— START Text to read —

Received-SPF: pass (google.com: domain of linux-kernel-owner@vger.kernel.org designates 2620:137:e000::1:20 as permitted sender) client-ip=2620:137:e000::1:20;
Date:   Mon, 16 Jan 2023 12:29:04 +1100
From:   Dave Chinner <david@fromorbit.com>
To:     Alexander Larsson <alexl@redhat.com>
Cc:     linux-fsdevel@vger.kernel.org, linux-kernel@vger.kernel.org,
        gscrivan@redhat.com
Subject: Re: [PATCH v2 2/6] composefs: Add on-disk layout
Message-ID: <20230116012904.GJ2703033@dread.disaster.area>
References: <cover.1673623253.git.alexl@redhat.com>
 <819f49676080b05c1e87bff785849f0cc375d245.1673623253.git.alexl@redhat.com>
MIME-Version: 1.0
Content-Type: text/plain; charset=us-ascii
Content-Disposition: inline
In-Reply-To: <819f49676080b05c1e87bff785849f0cc375d245.1673623253.git.alexl@redhat.com>
Precedence: bulk

On Fri, Jan 13, 2023 at 04:33:55PM +0100, Alexander Larsson wrote:
> This commit adds the on-disk layout header file of composefs.

This isn't really a useful commit message.

Perhaps it should actually explain what the overall goals of the
on-disk format are - space usage, complexity trade-offs, potential
issues with validation of variable payload sections, etc.

— END Text to read —

*Tasks for this exercise*.
- A) Return everything in the composefs patch review from "Perhaps it should" down to "payload sections, etc.".
- B) In the composefs patch review, what does the quoted line say the commit adds?
The data that comes next is from a separate source, not the composefs patch review.

— START Material —

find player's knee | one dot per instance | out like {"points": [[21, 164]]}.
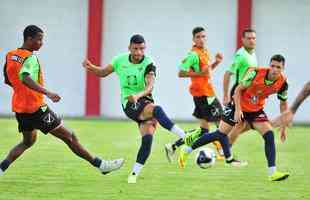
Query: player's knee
{"points": [[30, 142]]}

— END Material —

*Solutions to the problems*.
- A)
Perhaps it should actually explain what the overall goals of the
on-disk format are - space usage, complexity trade-offs, potential
issues with validation of variable payload sections, etc.

- B) The on-disk layout header file of composefs.